** PROVIDED DATA **
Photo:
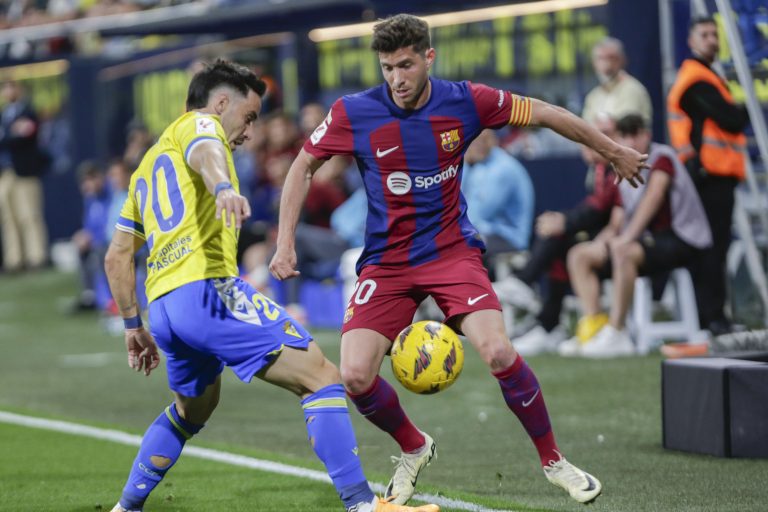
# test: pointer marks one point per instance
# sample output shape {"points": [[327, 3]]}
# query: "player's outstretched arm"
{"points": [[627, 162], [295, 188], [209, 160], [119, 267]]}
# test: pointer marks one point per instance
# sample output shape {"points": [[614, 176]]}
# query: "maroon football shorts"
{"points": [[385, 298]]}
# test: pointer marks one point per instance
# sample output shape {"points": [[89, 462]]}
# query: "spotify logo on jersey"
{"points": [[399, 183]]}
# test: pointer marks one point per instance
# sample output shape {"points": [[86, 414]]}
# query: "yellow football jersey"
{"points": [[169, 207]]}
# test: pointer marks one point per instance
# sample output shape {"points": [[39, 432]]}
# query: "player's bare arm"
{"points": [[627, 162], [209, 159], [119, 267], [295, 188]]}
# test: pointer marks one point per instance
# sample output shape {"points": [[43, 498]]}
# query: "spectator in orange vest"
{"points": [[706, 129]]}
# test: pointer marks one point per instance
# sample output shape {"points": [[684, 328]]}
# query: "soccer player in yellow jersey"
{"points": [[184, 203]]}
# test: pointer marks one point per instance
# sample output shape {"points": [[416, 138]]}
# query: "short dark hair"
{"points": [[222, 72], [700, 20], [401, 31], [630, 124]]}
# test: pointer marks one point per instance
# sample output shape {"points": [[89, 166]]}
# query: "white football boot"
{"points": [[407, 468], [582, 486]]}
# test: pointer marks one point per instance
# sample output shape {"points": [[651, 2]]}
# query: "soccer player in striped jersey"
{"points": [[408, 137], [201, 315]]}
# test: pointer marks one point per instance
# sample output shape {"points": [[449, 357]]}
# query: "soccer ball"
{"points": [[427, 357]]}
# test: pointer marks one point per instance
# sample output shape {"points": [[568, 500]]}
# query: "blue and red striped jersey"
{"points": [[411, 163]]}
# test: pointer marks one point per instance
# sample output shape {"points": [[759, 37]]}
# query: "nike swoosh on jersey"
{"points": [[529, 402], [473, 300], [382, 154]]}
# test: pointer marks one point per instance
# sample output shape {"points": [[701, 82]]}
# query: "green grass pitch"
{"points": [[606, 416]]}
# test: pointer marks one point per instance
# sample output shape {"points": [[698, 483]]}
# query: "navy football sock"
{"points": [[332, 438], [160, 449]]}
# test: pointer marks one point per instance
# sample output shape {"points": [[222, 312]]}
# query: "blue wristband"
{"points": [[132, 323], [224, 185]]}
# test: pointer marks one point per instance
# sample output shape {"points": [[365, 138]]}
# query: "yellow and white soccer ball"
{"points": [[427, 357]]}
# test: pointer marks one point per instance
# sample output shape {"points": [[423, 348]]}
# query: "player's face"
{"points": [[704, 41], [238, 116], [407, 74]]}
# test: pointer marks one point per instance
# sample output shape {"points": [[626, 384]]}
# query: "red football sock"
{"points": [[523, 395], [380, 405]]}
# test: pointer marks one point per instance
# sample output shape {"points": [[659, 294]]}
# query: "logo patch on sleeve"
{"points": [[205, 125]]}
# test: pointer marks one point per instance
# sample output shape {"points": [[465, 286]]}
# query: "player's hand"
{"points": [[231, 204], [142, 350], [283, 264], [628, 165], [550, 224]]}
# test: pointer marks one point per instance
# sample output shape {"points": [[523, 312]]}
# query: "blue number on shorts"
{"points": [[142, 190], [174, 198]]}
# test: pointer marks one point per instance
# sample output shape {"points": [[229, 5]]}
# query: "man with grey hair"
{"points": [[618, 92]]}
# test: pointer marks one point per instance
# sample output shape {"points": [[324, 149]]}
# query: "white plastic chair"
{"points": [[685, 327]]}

** WORK INSTRUCTIONS **
The images are to be left out; every line above should be set down exactly.

** YOUR RESPONSE **
Photo:
# test: pointer marks one point per instance
# sample output shape {"points": [[327, 3]]}
# query: "player's outstretched arm"
{"points": [[627, 162], [295, 188], [209, 160], [119, 267]]}
# test: pointer marks one point per instance
# sample output shape {"points": [[614, 176]]}
# query: "maroon football shorts"
{"points": [[385, 298]]}
# test: pointer marks one point per instance
# sample output shape {"points": [[89, 462]]}
# query: "spotify logo on jersey"
{"points": [[399, 183]]}
# test: pointer marks one point per instance
# sample output shape {"points": [[86, 414]]}
# query: "yellow football jersey"
{"points": [[169, 207]]}
# test: pointer marks one point per instance
# sample output shape {"points": [[39, 432]]}
# query: "player's bare arm"
{"points": [[627, 162], [209, 159], [119, 267], [295, 188]]}
# test: pointer marks one point per instance
# sample output shape {"points": [[43, 498]]}
# query: "spectator in orange vest"
{"points": [[706, 129]]}
# test: pointer marks one point per instance
# sample output shape {"points": [[684, 328]]}
# query: "soccer player in yellow jersey"
{"points": [[184, 203]]}
# test: pointer marks one point per instance
# sample output shape {"points": [[416, 138]]}
# query: "short dark hair"
{"points": [[222, 72], [700, 20], [401, 31], [630, 124]]}
# test: pointer marks one point per instance
# sample output shape {"points": [[89, 166]]}
# query: "white football boot"
{"points": [[407, 468], [582, 486]]}
# test: pointer marks one point per instance
# sample output shape {"points": [[651, 2]]}
# query: "soccer player in striped jersey"
{"points": [[408, 137], [201, 315]]}
# test: pointer marks one point per instance
# sample output shape {"points": [[449, 357]]}
# query: "soccer ball"
{"points": [[427, 357]]}
# test: pointer marks one point per instance
# sample output shape {"points": [[568, 500]]}
# query: "blue and red striped jersey"
{"points": [[411, 163]]}
# test: pointer marks one point per instance
# sample output shape {"points": [[759, 37]]}
# query: "nike swoosh on jersey"
{"points": [[529, 402], [473, 300], [382, 154]]}
# test: pointer marks one point per instance
# sample output shape {"points": [[701, 82]]}
# query: "green grass pitch"
{"points": [[606, 416]]}
# test: pointer marks one point per instance
# sample output shape {"points": [[698, 483]]}
# query: "navy football sock"
{"points": [[332, 438], [160, 449]]}
# test: pointer marks one point per instance
# sample output shape {"points": [[222, 312]]}
# query: "blue wristband"
{"points": [[132, 323], [224, 185]]}
# test: pointer marks one point per instance
# sample output shape {"points": [[365, 138]]}
# query: "yellow and white soccer ball"
{"points": [[427, 357]]}
# test: pointer marks one point per instance
# sample output shape {"points": [[423, 348]]}
# query: "player's face"
{"points": [[704, 41], [238, 116], [407, 74]]}
# test: pointer marks one point per instance
# sample output shape {"points": [[626, 384]]}
# query: "red football sock"
{"points": [[523, 395], [380, 405]]}
# test: pointer marks one point per instance
# sample output shape {"points": [[659, 294]]}
# query: "logo patch on sleeve"
{"points": [[205, 125]]}
# test: pointer marks one point per instance
# sample output shape {"points": [[465, 286]]}
# query: "player's hand"
{"points": [[231, 204], [142, 350], [283, 264], [628, 165], [550, 224]]}
# test: pointer marks one point per instance
# sample output shape {"points": [[523, 312]]}
# query: "blue number on shorts"
{"points": [[142, 190], [174, 198]]}
# test: pointer marks one point per instance
# sample output shape {"points": [[229, 5]]}
# query: "man with grey hair"
{"points": [[618, 92]]}
# test: pointer marks one point per instance
# sample output shape {"points": [[324, 149]]}
# query: "white plastic chair"
{"points": [[685, 327]]}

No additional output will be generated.